§ **Исходный текст**:
--------------------
- pismasfronta
Дневник. Павел Максимович Цапко. Часть 11.
Павел Максимович Цапко (род. в 1899 г.), старший сержант. Работал агрономом. 18 августа 1941 года призван в армию, в 7-й запасной стрелковый полк, позже – в 1662-й отдельный батальон 29-й бригады 10-й сапёрной армии, откуда был откомандирован в 1675-й батальон в должности помкомвзвода. К концу войны состоял в штабе 926-го отдельного корпусного сапёрного батальона 4-го гвардейского стрелкового Бранденбургского Краснознамённого корпуса. Участвовал в форсировании Вислы и Одера, прорывах на Ингульце и под Ковелем, обороне Днестровского плацдарма. Был контужен в боях за Берлин. Награждён двумя орденами Красной Звезды, медалью «За оборону Кавказа» и др.
7 марта 1943 г.
После выздоровления назначили временно писарем в 3-ю роту. Это большое облегчение, так как на работу не хожу.
Село Морской Чулек, расположенное на самом берегу Азовского моря. Передовая находится в Приморке, возле Таганрога. Фронт проходит по балке: наш берег пологий, а его – крутой, каменистый. Естественное укрепление, и так от моря и вглубь, на север по речке Самбеку до Матвеева Кургана и дальше. Знал, проклятый, где занять оборону.
Ходил в Приморку. Чуть не ухлопало миной. Неприятелю всё видно, как на ладони, и он не стесняется посылать мины по каждому человеку. Счастье моё, что, услышав её собачий вой, успел лечь на землю.
Нашей роте приказано построить мост через речку Самбек, а немец в 50 метрах. Хотя наши сапёры делают его и ночью, но не обходится без потерь. Живём в нежилых помещениях. Все жилые немец при отступлении сжёг. Ещё холодно, топить нечем. Лежит снег, на море лёд.
Очень тяжело без табака. Табак – это валюта. За пять стаканов табака можно выменять новые фетровые валенки, за пару папирос – пайку спирта. Одну папироску тянут три-четыре человека. Эх! И курить же хочется…
Один из поэтов написал в этот период стихи, переложенные каким-то композитором на песню:
Тает снег в Ростове,
Тает в Таганроге и т.д.
Давай покурим, товарищ мой,
Давай покурим, дорогой, и т.д...
1 апреля 1943 г.
Снова перевели меня на должность хим. инструктора роты. Это значит быть всегда с ротой на выполнении всех строительных и боевых заданий.
Село Александровка. Рота строит дамбу через речку в Новосёловке, оборонные сооружения, минирует на передовой.
Живём в сырых подвалах. Ночью душит кашель. Во время постройки моста пришлось несколько часов бродить в ледяной воде по колено, и простудился.
--------------------
§ **Исходные данные**:
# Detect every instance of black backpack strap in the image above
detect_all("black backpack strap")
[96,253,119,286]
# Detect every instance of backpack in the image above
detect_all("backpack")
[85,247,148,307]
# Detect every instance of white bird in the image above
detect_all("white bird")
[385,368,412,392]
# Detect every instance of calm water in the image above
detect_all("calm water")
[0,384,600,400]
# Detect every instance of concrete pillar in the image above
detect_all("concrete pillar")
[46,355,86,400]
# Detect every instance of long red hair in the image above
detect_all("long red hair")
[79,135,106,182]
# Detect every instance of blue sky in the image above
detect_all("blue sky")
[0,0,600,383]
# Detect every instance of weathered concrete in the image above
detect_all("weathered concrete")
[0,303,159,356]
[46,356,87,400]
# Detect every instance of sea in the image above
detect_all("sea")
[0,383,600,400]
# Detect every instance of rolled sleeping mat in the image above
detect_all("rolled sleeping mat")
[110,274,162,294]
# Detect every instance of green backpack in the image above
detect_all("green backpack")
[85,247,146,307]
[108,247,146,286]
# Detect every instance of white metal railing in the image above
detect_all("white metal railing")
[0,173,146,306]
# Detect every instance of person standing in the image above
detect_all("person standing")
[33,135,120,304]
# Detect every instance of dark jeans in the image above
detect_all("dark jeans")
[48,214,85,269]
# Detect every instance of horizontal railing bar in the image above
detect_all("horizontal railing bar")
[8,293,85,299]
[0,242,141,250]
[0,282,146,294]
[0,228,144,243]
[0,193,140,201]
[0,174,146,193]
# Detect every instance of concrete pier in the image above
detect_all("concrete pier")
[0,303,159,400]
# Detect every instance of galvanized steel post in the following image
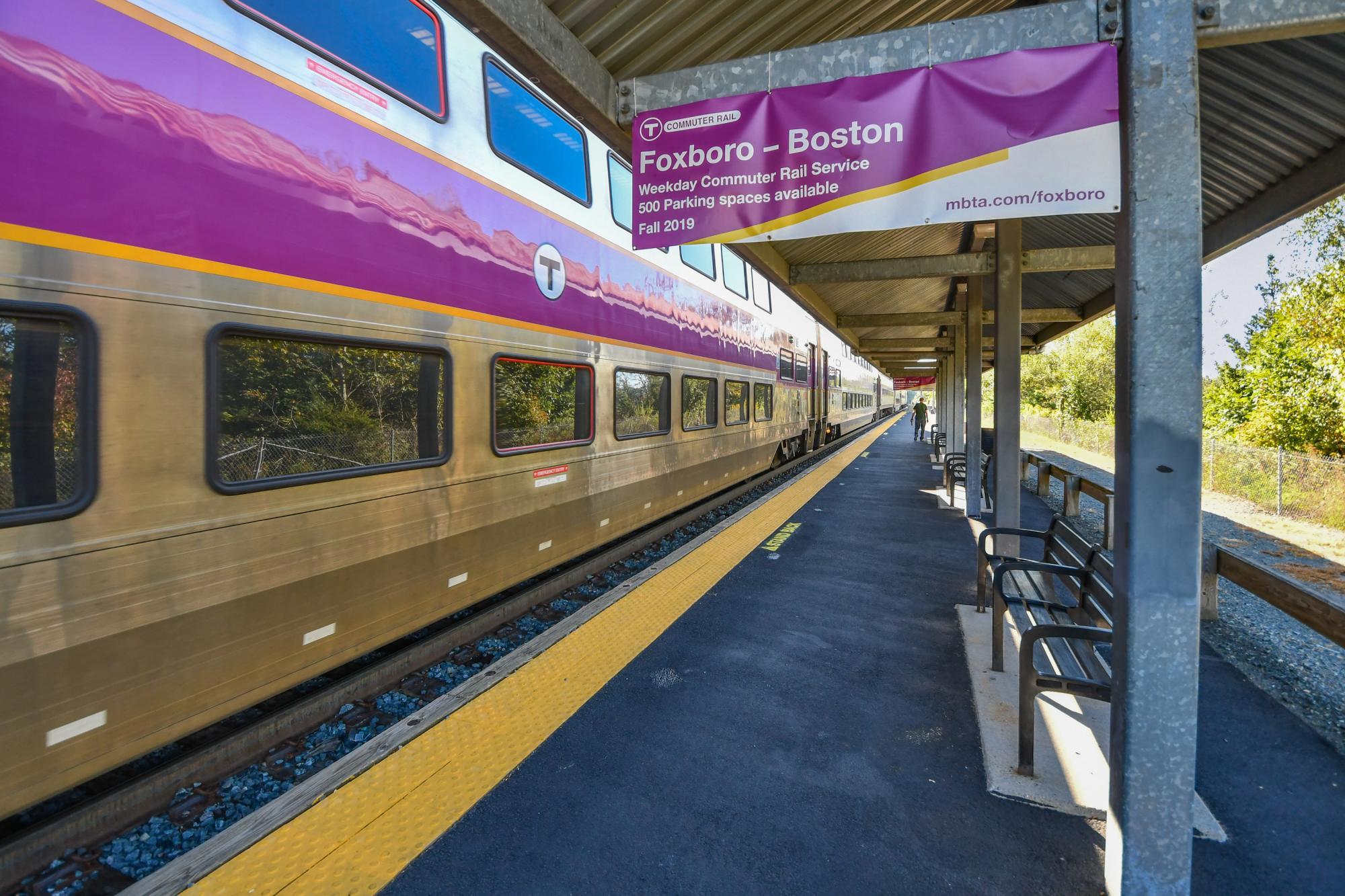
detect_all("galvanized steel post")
[994,218,1022,555]
[1106,3,1201,895]
[948,297,966,451]
[963,277,983,520]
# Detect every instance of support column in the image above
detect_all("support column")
[994,218,1022,553]
[1106,3,1201,895]
[962,277,985,520]
[948,305,967,451]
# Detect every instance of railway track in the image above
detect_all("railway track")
[10,421,898,895]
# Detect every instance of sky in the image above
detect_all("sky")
[1201,219,1298,376]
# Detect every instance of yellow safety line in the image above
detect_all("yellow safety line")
[192,419,894,895]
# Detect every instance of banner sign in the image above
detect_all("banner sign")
[632,43,1120,249]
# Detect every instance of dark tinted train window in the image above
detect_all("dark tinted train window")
[486,59,592,206]
[678,242,714,280]
[0,304,93,526]
[752,382,775,419]
[682,376,720,429]
[607,152,632,231]
[724,379,752,426]
[208,327,448,491]
[492,358,593,454]
[720,245,748,298]
[227,0,448,121]
[615,370,672,438]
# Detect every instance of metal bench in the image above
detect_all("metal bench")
--------------------
§ **Задания**:
#1 Выведите из фрагмента дневника весь участок от слов «Очень тяжело без» и вниз до слов «и боевых заданий.» включительно.
#2 Ответьте по фрагменту дневника на вопросы:
(a) На какую должность временно назначили автора после выздоровления?
(b) Что можно выменять за пять стаканов табака?
(c) Где живут в селе Александровка?
#3 Перепишите из фрагмента дневника абзац, начинающийся словами «Нашей роте приказано», в виде списка с сохранением основных фактов.
Позиции выше взяты из другого источника.

§ **Ответы**:
#1
Очень тяжело без табака. Табак – это валюта. За пять стаканов табака можно выменять новые фетровые валенки, за пару папирос – пайку спирта. Одну папироску тянут три-четыре человека. Эх! И курить же хочется…
Один из поэтов написал в этот период стихи, переложенные каким-то композитором на песню:
Тает снег в Ростове,
Тает в Таганроге и т.д.
Давай покурим, товарищ мой,
Давай покурим, дорогой, и т.д...
1 апреля 1943 г.
Снова перевели меня на должность хим. инструктора роты. Это значит быть всегда с ротой на выполнении всех строительных и боевых заданий.

#2
(a) Писарем в 3-ю роту.
(b) Новые фетровые валенки.
(c) В сырых подвалах.

#3
- Роте приказано построить мост через речку Самбек; немец в 50 метрах.
- Сапёры строят и ночью, но без потерь не обходится.
- Живут в нежилых помещениях, так как все жилые немец при отступлении сжёг.
- Ещё холодно, топить нечем, лежит снег, на море лёд.